## What you will do
Write out the records again, exactly, leaving none out.
### Information given ###
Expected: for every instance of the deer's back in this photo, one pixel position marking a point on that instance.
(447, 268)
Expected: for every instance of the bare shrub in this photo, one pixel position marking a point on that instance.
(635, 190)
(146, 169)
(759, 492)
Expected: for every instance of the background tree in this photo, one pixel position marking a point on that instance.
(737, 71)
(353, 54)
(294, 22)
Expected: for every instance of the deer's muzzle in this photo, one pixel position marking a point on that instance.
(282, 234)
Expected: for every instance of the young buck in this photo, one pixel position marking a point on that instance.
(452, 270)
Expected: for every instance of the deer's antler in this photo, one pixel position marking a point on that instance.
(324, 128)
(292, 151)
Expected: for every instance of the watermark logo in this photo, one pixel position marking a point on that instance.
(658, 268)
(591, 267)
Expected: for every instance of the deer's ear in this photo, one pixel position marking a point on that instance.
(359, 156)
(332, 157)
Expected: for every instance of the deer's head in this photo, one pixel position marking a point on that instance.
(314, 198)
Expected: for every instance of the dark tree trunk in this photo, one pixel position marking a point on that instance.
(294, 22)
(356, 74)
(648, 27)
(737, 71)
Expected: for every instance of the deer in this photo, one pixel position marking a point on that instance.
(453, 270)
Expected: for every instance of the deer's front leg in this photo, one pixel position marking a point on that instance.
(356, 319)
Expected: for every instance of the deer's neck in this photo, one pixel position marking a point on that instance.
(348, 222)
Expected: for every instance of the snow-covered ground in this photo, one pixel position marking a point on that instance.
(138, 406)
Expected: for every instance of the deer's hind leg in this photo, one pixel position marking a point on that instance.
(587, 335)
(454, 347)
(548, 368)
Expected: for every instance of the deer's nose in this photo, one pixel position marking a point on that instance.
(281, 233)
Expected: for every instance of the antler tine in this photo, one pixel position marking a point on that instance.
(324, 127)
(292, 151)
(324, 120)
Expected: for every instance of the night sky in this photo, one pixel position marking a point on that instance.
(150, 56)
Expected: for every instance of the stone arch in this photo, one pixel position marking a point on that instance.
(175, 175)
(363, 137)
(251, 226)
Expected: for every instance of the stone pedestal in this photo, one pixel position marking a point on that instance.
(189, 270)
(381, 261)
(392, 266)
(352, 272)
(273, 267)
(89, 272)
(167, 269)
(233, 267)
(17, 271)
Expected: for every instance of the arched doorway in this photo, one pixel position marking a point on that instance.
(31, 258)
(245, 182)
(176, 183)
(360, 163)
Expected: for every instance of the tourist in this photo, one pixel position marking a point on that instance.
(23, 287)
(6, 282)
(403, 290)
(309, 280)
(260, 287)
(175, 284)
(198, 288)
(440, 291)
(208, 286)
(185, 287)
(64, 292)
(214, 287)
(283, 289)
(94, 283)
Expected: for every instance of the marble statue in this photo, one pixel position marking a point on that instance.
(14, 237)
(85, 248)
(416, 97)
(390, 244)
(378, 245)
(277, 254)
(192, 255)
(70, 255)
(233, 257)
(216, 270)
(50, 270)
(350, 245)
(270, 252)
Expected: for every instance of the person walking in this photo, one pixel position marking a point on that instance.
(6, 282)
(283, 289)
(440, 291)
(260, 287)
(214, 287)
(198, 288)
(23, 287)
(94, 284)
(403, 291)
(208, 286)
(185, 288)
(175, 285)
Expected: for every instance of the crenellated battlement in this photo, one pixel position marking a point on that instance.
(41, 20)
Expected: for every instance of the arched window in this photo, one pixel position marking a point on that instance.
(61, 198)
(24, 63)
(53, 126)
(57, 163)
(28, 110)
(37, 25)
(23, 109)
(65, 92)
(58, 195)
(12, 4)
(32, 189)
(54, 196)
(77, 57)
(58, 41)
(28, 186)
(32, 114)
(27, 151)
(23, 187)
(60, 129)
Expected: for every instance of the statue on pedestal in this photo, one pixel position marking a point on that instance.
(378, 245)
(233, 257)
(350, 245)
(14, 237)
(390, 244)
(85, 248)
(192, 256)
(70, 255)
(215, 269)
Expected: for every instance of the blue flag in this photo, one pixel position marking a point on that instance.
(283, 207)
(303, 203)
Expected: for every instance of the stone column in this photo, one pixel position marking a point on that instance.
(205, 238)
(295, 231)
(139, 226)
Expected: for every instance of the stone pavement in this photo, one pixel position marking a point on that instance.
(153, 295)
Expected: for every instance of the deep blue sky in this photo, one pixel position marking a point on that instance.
###
## Solution to this exercise
Expected: for every instance of the deer's back in this photo, one pixel position marking a point on that instance.
(447, 268)
Expected: for every instance of the bare shrub in this photo, one pixel position marking a point on that instance.
(635, 190)
(146, 169)
(759, 492)
Expected: for every instance of the background tree in this photo, one pixel position marking a point on that instance.
(737, 71)
(353, 54)
(294, 22)
Expected: for every instance of the deer's muzzle in this photo, one pixel position marking a point on that instance.
(282, 234)
Expected: for every instance of the young buck in this photo, one pixel position marking a point on that instance.
(452, 270)
Expected: for every instance of the deer's antler in this photo, one pixel position marking a point on that instance.
(324, 128)
(292, 151)
Expected: for every instance of the watermark logo in this photo, one pixel position marking a point on that instance.
(658, 268)
(591, 267)
Expected: for every instance of the deer's ear in this photo, one pixel position marking a point on that instance.
(359, 156)
(332, 157)
Expected: for every instance of the deer's head in this photo, one pixel position marking a point on that instance.
(314, 198)
Expected: for every instance of the dark tree trunk in this photo, one pixel position marking a point on that instance.
(294, 22)
(356, 74)
(648, 27)
(737, 71)
Expected: for every instance of the deer in this photo, one pixel position marking a point on that instance.
(453, 270)
Expected: for every instance of the deer's front leg in this photo, one pixel position marking a point on that instance.
(356, 319)
Expected: for every instance of the deer's neck in this photo, one pixel position marking a point on that instance.
(348, 222)
Expected: for every instance of the snow-covered ground in this photo, one pixel position marking a point on that instance.
(138, 406)
Expected: for every instance of the deer's hind leg in this photo, one pixel position marking a point on that instance.
(587, 335)
(454, 347)
(548, 368)
Expected: for every instance of the deer's nose in this photo, one pixel position marking a point on that instance.
(281, 233)
Expected: for every instance of the antler tine in this photo, one pixel position marking a point on that instance.
(324, 127)
(292, 151)
(324, 120)
Expected: for every instance of the night sky in this photo, one pixel position marking a point on that instance.
(150, 56)
Expected: for every instance of the stone arch in this photo, one pixel position marking a point on that instance.
(175, 175)
(363, 137)
(251, 226)
Expected: for every instance of the stone pedestal in this photo, one pixel position marking a point on that instance.
(189, 270)
(381, 261)
(392, 266)
(352, 272)
(273, 267)
(89, 272)
(167, 269)
(233, 267)
(17, 271)
Expected: for every instance of the arched doorway in this photo, one pixel position marking a point on that instance.
(31, 258)
(245, 182)
(176, 183)
(360, 163)
Expected: for every instance of the tourist in this photo, one pixel position marking a point on that instance.
(23, 287)
(6, 282)
(403, 290)
(309, 280)
(260, 287)
(175, 284)
(198, 288)
(440, 291)
(208, 286)
(185, 287)
(64, 292)
(214, 287)
(283, 289)
(94, 283)
Expected: for every instance of the marble statue in this photo, one pixel position marking a point on that instance.
(14, 237)
(85, 248)
(416, 97)
(390, 244)
(378, 245)
(277, 254)
(192, 255)
(70, 255)
(233, 257)
(216, 270)
(50, 270)
(350, 245)
(270, 252)
Expected: for every instance of the person walking in this photo, one pixel position marking a point on that instance.
(6, 282)
(283, 289)
(440, 291)
(260, 287)
(214, 287)
(198, 288)
(23, 287)
(94, 284)
(403, 291)
(208, 286)
(185, 288)
(175, 285)
Expected: for every instance of the crenellated battlement in this photo, one pixel position marking a point on that instance.
(41, 20)
Expected: for every instance of the arched window in this photo, one pixel position marking a point on that instance.
(61, 198)
(24, 63)
(53, 126)
(57, 163)
(28, 110)
(37, 25)
(23, 109)
(65, 92)
(58, 195)
(12, 4)
(32, 189)
(54, 196)
(77, 57)
(58, 41)
(28, 186)
(32, 114)
(27, 151)
(23, 187)
(60, 129)
Expected: for every instance of the statue on pedestal in this photo, one pixel position marking a point on that instance.
(378, 245)
(233, 257)
(350, 245)
(14, 237)
(390, 244)
(85, 248)
(192, 256)
(70, 255)
(215, 269)
Expected: for every instance of the blue flag in this photo, one pixel position marking a point on that instance.
(283, 207)
(303, 203)
Expected: for every instance of the stone column in this photo, one pixel position marking a point on that instance.
(205, 238)
(295, 231)
(139, 226)
Expected: for every instance of the stone pavement in this photo, one pixel position marking a point on that instance.
(153, 295)
Expected: for every instance of the deep blue sky in this photo, one pixel position marking a point on that instance.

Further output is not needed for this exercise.